== Text under study ==
....................

A possible God's possible purpose and nature (The nature of a \'Creator\')

by David Turell @, Wednesday, May 26, 2021, 19:11 (448 days ago) @ dhw

The article “Milky Way has a twin” raised some questions which might possibly take us into areas we have touched on rather than explored. It may well be that we shan’t make any further progress on the two subjects that form the heading, but I’ll set the ball rolling and we’ll see where it goes.

DAVID: This tells us a galaxy like ours exists and there must be others, and they could contain Earths. It doesn't disturb me if God is sponsoring life/humans in many places.

dhw: If God exists, I’d find it a bit strange that he would confine his interests to a single planet, let alone a single species plus food supply. One can’t help asking why else he would create the billions of galaxies.

Why ask? I simple accept what we see as God's wish to create.

DAVID: We agree multiple Earths are possible, even probable.

dhw: We do. And if we then speculate on what forms that life might take, we will be confronted by a whole raft of questions. For instance, the subject of a possible God’s purpose immediately springs to mind. If life elsewhere is limited to microbes, what would be the point? A planetful of nothing but bacteria, forever eating whatever there is to be eaten, doesn’t sound like much of a purpose.

Why do you decide if life is on other Earth's it must be limited to bacteria?

....................

== Supplied entries ==
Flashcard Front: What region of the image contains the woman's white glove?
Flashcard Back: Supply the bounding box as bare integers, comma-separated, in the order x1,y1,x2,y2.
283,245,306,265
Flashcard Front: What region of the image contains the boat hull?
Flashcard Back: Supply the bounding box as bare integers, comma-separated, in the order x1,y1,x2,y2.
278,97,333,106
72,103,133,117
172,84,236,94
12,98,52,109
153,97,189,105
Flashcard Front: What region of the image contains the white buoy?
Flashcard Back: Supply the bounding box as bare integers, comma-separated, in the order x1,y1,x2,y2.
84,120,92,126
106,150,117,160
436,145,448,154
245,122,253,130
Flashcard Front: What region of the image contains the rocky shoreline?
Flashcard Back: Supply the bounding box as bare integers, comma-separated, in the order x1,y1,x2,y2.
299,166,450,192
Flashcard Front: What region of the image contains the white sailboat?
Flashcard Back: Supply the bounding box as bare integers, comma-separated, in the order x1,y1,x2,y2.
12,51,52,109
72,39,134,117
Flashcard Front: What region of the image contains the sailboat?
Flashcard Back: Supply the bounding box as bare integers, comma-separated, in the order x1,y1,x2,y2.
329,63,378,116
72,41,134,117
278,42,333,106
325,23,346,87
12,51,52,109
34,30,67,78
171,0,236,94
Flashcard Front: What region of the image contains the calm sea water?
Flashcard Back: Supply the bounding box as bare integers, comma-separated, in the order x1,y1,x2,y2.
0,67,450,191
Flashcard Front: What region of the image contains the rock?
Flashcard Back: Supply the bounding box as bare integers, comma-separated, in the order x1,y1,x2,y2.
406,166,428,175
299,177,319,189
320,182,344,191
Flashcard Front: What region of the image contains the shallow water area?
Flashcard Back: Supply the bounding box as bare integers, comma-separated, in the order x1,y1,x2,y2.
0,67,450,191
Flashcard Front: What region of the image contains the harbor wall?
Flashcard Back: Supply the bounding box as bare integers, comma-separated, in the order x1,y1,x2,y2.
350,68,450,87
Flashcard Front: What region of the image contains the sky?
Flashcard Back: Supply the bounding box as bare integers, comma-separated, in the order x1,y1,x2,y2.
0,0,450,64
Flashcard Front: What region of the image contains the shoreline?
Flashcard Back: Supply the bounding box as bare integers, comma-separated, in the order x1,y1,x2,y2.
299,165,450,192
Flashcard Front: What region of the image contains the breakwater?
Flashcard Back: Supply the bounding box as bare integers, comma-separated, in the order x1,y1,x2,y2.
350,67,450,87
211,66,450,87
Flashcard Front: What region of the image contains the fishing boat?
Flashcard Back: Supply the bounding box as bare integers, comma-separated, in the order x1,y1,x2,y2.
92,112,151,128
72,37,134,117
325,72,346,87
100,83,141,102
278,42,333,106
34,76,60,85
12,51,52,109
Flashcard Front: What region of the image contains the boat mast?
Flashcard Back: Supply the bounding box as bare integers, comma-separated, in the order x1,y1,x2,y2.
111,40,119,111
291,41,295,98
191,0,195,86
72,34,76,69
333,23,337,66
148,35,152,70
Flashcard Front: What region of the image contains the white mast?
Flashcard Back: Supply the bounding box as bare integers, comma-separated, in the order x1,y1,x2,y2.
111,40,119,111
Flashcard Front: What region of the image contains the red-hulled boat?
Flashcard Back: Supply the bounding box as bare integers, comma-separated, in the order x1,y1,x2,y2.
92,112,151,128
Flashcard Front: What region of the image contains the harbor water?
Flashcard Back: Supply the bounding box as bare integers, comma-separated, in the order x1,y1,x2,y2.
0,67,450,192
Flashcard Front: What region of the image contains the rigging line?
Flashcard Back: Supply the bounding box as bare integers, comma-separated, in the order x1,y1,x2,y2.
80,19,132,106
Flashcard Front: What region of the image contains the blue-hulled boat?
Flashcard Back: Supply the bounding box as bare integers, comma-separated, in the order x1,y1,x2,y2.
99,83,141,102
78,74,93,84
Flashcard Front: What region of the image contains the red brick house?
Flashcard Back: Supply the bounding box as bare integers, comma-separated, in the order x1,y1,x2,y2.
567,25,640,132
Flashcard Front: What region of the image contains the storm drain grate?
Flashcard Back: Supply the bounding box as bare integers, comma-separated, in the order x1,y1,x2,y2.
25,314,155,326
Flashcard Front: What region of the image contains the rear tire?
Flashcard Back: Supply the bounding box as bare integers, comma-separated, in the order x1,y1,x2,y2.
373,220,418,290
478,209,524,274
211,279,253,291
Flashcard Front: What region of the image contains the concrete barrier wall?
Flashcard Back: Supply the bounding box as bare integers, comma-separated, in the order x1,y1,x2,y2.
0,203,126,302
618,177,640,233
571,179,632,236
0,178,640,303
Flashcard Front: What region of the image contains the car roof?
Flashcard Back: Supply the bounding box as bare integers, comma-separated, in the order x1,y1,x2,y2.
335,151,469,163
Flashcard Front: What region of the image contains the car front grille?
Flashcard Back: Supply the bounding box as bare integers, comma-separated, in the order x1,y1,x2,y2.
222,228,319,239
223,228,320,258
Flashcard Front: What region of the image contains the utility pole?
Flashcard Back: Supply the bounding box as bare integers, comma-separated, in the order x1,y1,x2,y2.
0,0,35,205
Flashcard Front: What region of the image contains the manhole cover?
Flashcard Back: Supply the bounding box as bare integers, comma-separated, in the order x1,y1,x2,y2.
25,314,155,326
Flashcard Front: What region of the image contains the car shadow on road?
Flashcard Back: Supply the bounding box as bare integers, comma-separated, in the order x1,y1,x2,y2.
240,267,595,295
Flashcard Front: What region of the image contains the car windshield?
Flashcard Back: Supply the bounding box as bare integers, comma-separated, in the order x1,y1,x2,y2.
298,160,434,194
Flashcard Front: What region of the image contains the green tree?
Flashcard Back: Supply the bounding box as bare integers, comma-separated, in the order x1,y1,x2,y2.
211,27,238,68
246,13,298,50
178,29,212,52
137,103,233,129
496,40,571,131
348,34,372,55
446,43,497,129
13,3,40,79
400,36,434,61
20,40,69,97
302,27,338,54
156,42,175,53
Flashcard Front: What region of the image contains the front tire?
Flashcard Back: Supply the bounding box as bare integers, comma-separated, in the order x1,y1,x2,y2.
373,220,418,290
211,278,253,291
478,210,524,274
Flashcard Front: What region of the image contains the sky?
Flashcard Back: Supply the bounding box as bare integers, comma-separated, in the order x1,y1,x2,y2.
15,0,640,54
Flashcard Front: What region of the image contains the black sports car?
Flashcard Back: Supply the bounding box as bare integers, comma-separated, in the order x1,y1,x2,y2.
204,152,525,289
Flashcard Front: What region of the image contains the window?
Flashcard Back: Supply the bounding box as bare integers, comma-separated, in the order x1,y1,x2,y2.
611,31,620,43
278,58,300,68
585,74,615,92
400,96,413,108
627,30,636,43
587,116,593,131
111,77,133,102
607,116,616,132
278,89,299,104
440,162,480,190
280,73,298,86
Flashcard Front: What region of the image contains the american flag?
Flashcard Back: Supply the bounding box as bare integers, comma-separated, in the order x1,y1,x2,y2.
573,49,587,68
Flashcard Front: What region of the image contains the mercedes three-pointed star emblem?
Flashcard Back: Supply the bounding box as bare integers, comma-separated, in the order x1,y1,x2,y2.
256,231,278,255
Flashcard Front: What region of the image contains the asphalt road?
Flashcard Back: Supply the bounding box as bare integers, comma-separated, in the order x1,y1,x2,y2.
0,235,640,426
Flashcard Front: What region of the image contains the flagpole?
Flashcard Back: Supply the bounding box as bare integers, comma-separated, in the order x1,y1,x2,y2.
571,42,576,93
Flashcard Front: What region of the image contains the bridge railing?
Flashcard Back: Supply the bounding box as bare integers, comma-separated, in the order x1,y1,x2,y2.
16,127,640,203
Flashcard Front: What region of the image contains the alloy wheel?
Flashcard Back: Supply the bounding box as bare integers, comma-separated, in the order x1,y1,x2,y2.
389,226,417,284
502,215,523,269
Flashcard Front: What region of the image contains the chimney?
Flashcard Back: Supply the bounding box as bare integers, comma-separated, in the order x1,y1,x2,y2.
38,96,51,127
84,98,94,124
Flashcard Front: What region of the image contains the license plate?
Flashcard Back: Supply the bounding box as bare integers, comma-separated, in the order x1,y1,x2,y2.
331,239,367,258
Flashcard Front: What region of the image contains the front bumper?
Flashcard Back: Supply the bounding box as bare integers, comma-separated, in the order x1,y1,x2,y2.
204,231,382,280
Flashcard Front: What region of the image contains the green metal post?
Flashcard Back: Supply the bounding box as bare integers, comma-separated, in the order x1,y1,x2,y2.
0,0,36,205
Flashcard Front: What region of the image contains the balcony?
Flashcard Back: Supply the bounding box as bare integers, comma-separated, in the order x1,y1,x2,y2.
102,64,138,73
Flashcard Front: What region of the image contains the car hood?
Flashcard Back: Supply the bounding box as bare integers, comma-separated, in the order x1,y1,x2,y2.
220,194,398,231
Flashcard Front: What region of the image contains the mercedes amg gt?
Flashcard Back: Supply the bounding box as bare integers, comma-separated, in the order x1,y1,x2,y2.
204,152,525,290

....................

== Activities ==
(1) Print the forum post on a possible God's purpose and nature from "DAVID: This tells" up to and including "possible, even probable.".
(2) List every sentence in the forum post on a possible God's purpose and nature that ends with a question mark.
(3) Please summarize the forum post on a possible God's purpose and nature in three sentences.

== Solved problems ==
(1)
DAVID: This tells us a galaxy like ours exists and there must be others, and they could contain Earths. It doesn't disturb me if God is sponsoring life/humans in many places.

dhw: If God exists, I’d find it a bit strange that he would confine his interests to a single planet, let alone a single species plus food supply. One can’t help asking why else he would create the billions of galaxies.

Why ask? I simple accept what we see as God's wish to create.

DAVID: We agree multiple Earths are possible, even probable.

(2)
- Why ask?
- If life elsewhere is limited to microbes, what would be the point?
- Why do you decide if life is on other Earth's it must be limited to bacteria?

(3) Prompted by the article "Milky Way has a twin," DAVID and dhw agree that a galaxy like ours exists and that multiple Earths are possible, even probable. dhw finds it strange that God, if God exists, would confine divine interests to a single planet, and doubts there would be much purpose in a planet holding nothing but bacteria. The replies accept what we see as God's wish to create and ask why life on other Earths must be limited to bacteria.